**What you will do**: Apart from the pictures, write out the records that follow exactly.
• • • • •
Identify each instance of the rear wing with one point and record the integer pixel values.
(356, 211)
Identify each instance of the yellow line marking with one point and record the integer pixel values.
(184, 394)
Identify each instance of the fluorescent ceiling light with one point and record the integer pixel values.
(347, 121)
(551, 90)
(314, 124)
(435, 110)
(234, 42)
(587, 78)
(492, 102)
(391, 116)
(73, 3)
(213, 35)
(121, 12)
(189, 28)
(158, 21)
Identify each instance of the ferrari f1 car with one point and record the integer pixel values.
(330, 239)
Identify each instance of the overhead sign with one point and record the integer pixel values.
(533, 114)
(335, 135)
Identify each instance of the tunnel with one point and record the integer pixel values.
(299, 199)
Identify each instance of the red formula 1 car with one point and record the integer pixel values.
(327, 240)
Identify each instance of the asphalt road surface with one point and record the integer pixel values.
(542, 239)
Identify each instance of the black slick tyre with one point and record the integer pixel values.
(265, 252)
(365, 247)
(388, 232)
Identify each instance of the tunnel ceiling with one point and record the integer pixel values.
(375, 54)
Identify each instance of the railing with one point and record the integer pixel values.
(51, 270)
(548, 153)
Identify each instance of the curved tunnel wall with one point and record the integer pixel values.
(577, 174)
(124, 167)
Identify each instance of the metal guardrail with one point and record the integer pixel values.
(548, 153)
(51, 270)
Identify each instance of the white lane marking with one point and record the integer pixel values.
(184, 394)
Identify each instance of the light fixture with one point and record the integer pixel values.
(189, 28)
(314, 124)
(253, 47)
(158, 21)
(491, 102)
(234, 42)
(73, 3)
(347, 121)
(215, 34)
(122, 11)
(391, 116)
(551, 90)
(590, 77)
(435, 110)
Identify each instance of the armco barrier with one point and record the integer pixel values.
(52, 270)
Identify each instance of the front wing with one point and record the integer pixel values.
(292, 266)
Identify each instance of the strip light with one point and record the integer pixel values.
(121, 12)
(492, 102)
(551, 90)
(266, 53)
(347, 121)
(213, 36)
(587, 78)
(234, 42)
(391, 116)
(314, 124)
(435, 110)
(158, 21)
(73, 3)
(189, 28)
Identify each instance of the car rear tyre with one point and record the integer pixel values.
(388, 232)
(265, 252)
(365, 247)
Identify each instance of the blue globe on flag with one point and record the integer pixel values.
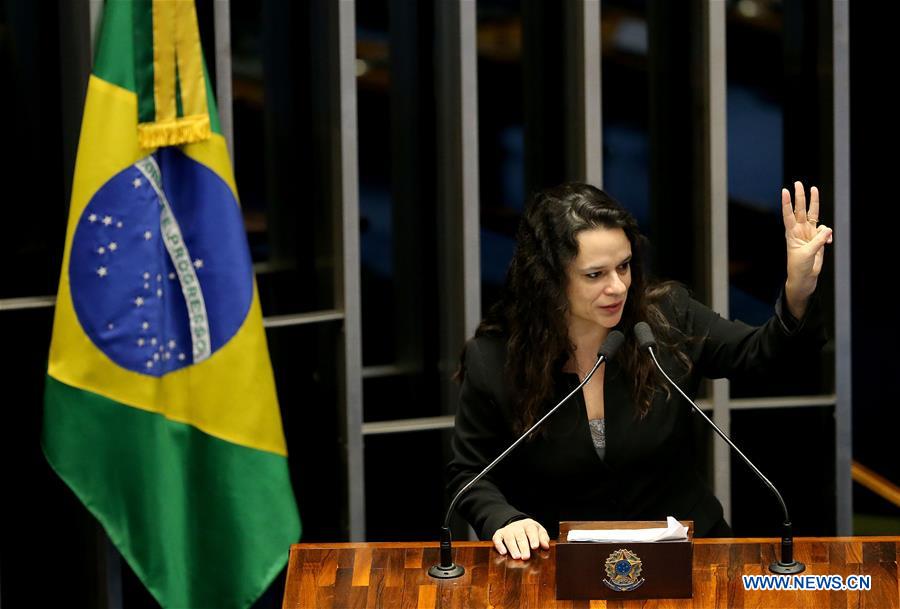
(158, 282)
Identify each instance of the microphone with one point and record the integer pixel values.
(787, 565)
(447, 569)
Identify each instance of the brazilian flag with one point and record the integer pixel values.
(160, 405)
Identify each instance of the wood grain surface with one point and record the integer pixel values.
(394, 575)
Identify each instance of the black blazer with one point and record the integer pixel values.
(648, 471)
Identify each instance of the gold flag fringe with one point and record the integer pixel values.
(183, 130)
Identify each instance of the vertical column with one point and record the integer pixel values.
(457, 177)
(716, 191)
(583, 59)
(840, 49)
(344, 189)
(222, 20)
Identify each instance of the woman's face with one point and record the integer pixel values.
(598, 279)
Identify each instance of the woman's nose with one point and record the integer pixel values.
(616, 286)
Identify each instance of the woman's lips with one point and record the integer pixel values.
(613, 308)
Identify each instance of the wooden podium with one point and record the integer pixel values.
(388, 575)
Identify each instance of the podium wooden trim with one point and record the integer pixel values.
(394, 574)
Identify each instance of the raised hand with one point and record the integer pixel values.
(805, 239)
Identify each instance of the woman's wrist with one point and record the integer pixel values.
(797, 297)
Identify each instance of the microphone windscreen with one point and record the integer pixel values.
(644, 335)
(612, 343)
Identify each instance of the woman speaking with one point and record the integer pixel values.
(621, 450)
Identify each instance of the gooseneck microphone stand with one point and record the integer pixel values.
(447, 569)
(787, 565)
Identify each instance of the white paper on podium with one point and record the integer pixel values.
(675, 531)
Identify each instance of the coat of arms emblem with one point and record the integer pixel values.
(623, 571)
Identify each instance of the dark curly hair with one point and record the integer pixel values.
(533, 308)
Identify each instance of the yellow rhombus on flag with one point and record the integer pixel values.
(160, 405)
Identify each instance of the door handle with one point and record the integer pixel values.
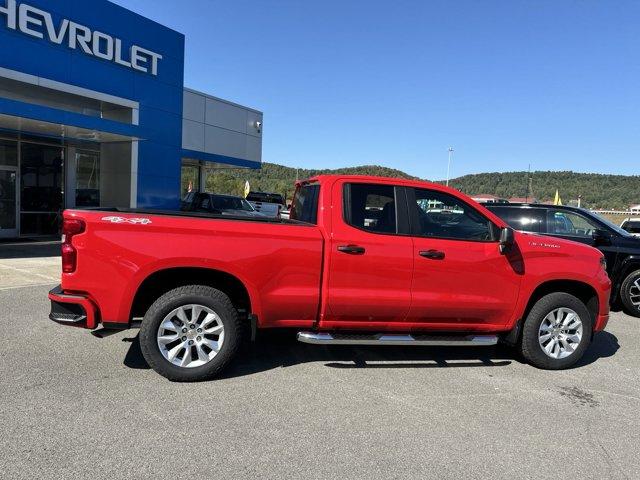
(351, 249)
(432, 254)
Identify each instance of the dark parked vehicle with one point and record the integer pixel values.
(620, 248)
(269, 204)
(218, 205)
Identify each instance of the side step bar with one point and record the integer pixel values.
(324, 338)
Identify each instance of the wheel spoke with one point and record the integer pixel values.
(546, 327)
(177, 325)
(573, 338)
(216, 329)
(545, 337)
(173, 353)
(570, 318)
(182, 316)
(167, 324)
(186, 359)
(208, 319)
(165, 339)
(212, 344)
(202, 355)
(195, 313)
(550, 346)
(568, 347)
(560, 333)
• • • • •
**Exercise result**:
Identify each instance of the rear wing with one point and record the integer pixel values.
(356, 211)
Identify each instance of the yellow line marking with one point and record the integer pixel values.
(184, 394)
Identify each instance of the fluorescent ceiling light with one point and record the integer pixel values.
(347, 121)
(551, 90)
(314, 124)
(435, 110)
(234, 42)
(587, 78)
(492, 102)
(391, 116)
(73, 3)
(213, 35)
(121, 12)
(189, 28)
(158, 21)
Identify each instance of the ferrari f1 car with one point and record the integer pixel values.
(330, 239)
Identify each instance of the overhead sign with one point and record the integer pixel values.
(533, 114)
(335, 135)
Identify each instance of the tunnel with one point and record the integer pixel values.
(299, 199)
Identify each instance of the red formula 1 car with one point and record the integer pixel values.
(327, 240)
Identify each instance of the asphalt road surface with one point and record the integer pixel values.
(542, 239)
Identify each instance of the black slick tyre with one point and record the integer pixel values.
(265, 252)
(365, 247)
(388, 232)
Identify each instance of the tunnel ceiling with one point and record the integer pixel values.
(375, 54)
Identify each instance of the railing with one point and record the integer pixel values.
(51, 270)
(548, 153)
Identify each instance of the curved tunnel wall with one point and record the integer pixel values.
(577, 174)
(124, 167)
Identify each instance of the metal guardrail with one point and record the integer pixel values.
(548, 153)
(51, 270)
Identify each instance of the white lane marking with one point and record the integer pixel values.
(184, 394)
Identify each instance of the light fixture with one point and record the integer pixel values.
(189, 28)
(314, 124)
(253, 47)
(158, 21)
(491, 102)
(234, 42)
(73, 3)
(347, 121)
(215, 34)
(122, 11)
(391, 116)
(551, 90)
(590, 77)
(435, 110)
Identify each instance of the armco barrier with one point and record the integer pixel values.
(52, 270)
Identify each instance of the front wing with one point and record the integer pixel values.
(292, 266)
Identify each instance of the strip light with one point and record the integer pixel values.
(121, 12)
(492, 102)
(551, 90)
(266, 53)
(347, 121)
(213, 36)
(587, 78)
(234, 42)
(391, 116)
(314, 124)
(435, 110)
(158, 21)
(73, 3)
(189, 28)
Identify each instance of the car rear tyre with one point and record the integer pixel values.
(388, 232)
(265, 252)
(365, 247)
Identify each instance of the blue globe on flag with one point and record the integer pixel values.
(158, 282)
Identify each instance of the microphone with one point and record the integer pixel values.
(787, 565)
(447, 569)
Identify each instance of the brazilian flag with one point and record the integer pixel values.
(160, 405)
Identify each instance of the wood grain surface with one point and record the integer pixel values.
(394, 575)
Identify each instance of the black blazer with one point and record the integer pixel values.
(648, 471)
Identify each instance of the gold flag fringe with one point and record the integer pixel values.
(183, 130)
Identify each instance of the vertical column with one point and record the integer pixel values.
(457, 177)
(716, 191)
(583, 59)
(840, 49)
(344, 189)
(222, 20)
Identify each instance of the woman's face with one point and record the integer pixel values.
(598, 279)
Identify each instance of the woman's nose with one point and record the integer pixel values.
(616, 286)
Identify each instance of the woman's lips with one point and record the integer pixel values.
(613, 308)
Identify each instance of the wooden podium with one point and record the integer pixel values.
(388, 575)
Identify each instance of the podium wooden trim with one point and record the integer pixel values.
(394, 574)
Identify each instance of the raised hand with one point and record the integer pixel values.
(805, 239)
Identify each instance of the woman's wrist with one point and record the integer pixel values.
(797, 297)
Identify each instance of the microphone windscreen with one point and record the integer pixel values.
(644, 335)
(612, 343)
Identify each instance of the woman speaking with one point and record the integer pixel values.
(621, 450)
Identify each instance of the gooseneck microphone stand with one point and record the integer pixel values.
(447, 569)
(787, 565)
Identify each instance of the white paper on podium with one point and record the integer pixel values.
(675, 531)
Identify each instance of the coat of arms emblem with one point and record the integer pixel values.
(623, 571)
Identify each instance of the dark curly hair with one point and record the integer pixel values.
(533, 308)
Identify each instance of the yellow rhombus on flag with one point and record the integer pixel values.
(160, 405)
Identify each instance of the door handle with one point and record the integer pixel values.
(351, 249)
(432, 254)
Identify each instance of the dark parked vehicle with one point and record the integer pixel values.
(620, 248)
(269, 204)
(218, 205)
Identify each instance of the side step bar with one point and record the integer pixel values.
(324, 338)
Identify each instance of the wheel spoke with one point and record the integer pixel values.
(546, 327)
(177, 325)
(573, 338)
(216, 329)
(545, 337)
(173, 353)
(570, 318)
(182, 316)
(167, 324)
(186, 359)
(208, 319)
(165, 339)
(212, 344)
(202, 355)
(195, 313)
(550, 346)
(568, 347)
(560, 333)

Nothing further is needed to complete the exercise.